*** Opening of Quoted passage ***

Exide Industries – Q3 Earnings Highlights
| Metric | Actual | YoY Change | YoY Base | Estimate | Miss / Beat |
|---|---|---|---|---|---|
| Revenue | ₹4,029 Cr | ▲ 4.7% | ₹3,848 Cr | — | NA |
| EBITDA | ₹469 Cr | ▲ 4.6% | ₹448.4 Cr | ₹466 Cr | Beat |
| EBITDA Margin | 11.60% | Flat | 11.60% | 10.90% | Beat |
| Net Profit | ₹257 Cr | ▲ 4.9% | ₹245 Cr | — | NA |
Verdict
Exide Industries delivered a steady Q3 performance with moderate YoY growth in revenue, EBITDA, and net profit. The company beat EBITDA and margin estimates, highlighting operational efficiency and pricing strength. Strong Auto OEM demand growth (25%+ YoY), market share gains, and stable margins around ~11.7% reflect healthy volume-led momentum and disciplined cost control, supporting a positive near-term outlook.
Nestlé India – Q3 Earnings Highlights
| Metric | Actual | YoY Change | YoY Base | Estimate | Beat / Miss |
|---|---|---|---|---|---|
| Net Profit | ₹1,018 Cr | ▲ 46.3% | ₹696 Cr | ₹745 Cr | Beat |
| Revenue | ₹5,667 Cr | ▲ 18.5% | ₹4,779.7 Cr | ₹5,260 Cr | Beat |
| EBITDA | ₹1,201 Cr | ▲ 9% | ₹1,102.6 Cr | ₹1,202 Cr | In-line |
| EBITDA Margin | 21.1% | ▼ YoY | 23.1% | 23% | Miss |
Verdict
Nestlé delivered a strong Q3 performance with sharp growth in net profit and revenue, comfortably beating street expectations. However, margin pressure remains a concern, with EBITDA margin declining both YoY and versus estimates. Overall, earnings reflect healthy demand momentum, but cost pressures continue to limit profitability expansion.

*** Close of Quoted passage ***
*** Opening of Entries shown ***

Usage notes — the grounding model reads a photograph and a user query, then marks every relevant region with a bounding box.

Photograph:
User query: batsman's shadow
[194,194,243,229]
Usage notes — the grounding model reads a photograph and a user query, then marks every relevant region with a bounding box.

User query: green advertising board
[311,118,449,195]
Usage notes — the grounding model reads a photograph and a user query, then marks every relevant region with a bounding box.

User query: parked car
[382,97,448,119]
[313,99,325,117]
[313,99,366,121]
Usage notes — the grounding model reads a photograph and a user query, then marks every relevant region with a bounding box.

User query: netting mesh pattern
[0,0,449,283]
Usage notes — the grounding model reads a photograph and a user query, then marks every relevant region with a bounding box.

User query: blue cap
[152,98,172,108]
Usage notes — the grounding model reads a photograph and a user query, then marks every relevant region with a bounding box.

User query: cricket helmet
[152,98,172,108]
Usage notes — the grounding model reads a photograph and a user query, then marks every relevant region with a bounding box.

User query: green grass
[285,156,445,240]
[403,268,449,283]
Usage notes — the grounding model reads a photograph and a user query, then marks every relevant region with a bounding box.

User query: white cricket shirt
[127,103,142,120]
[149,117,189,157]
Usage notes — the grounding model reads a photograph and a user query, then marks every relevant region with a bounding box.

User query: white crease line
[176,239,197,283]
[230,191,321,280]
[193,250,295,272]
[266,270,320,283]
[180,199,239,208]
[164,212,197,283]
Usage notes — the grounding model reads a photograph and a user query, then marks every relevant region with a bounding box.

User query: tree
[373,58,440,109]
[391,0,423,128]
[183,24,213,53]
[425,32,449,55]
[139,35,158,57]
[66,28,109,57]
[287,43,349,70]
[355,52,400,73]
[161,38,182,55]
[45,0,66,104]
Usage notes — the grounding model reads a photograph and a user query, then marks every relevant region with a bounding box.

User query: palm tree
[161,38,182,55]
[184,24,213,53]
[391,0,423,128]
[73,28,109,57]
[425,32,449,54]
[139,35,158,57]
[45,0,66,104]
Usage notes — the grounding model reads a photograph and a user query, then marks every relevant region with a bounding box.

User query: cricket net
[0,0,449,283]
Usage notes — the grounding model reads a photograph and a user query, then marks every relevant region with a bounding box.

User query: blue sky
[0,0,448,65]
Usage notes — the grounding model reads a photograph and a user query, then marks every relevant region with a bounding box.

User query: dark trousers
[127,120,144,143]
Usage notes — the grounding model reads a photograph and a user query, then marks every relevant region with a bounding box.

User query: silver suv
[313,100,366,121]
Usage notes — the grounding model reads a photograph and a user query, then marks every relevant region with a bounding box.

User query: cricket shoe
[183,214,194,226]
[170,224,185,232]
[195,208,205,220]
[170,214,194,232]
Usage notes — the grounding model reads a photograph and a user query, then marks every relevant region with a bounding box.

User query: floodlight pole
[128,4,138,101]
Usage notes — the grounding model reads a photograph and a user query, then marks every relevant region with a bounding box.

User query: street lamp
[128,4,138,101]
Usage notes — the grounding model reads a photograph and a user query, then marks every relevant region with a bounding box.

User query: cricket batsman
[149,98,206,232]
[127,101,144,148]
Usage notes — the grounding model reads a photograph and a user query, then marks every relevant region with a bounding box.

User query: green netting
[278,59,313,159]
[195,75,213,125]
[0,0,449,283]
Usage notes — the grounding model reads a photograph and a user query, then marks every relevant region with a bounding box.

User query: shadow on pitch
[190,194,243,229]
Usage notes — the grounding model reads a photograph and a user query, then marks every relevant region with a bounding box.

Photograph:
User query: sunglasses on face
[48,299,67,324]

*** Close of Entries shown ***

In the Q3 earnings highlights, by what percentage did Nestlé India's net profit rise year over year? The records have no connection to the earnings report.

→ Response below: 46.3%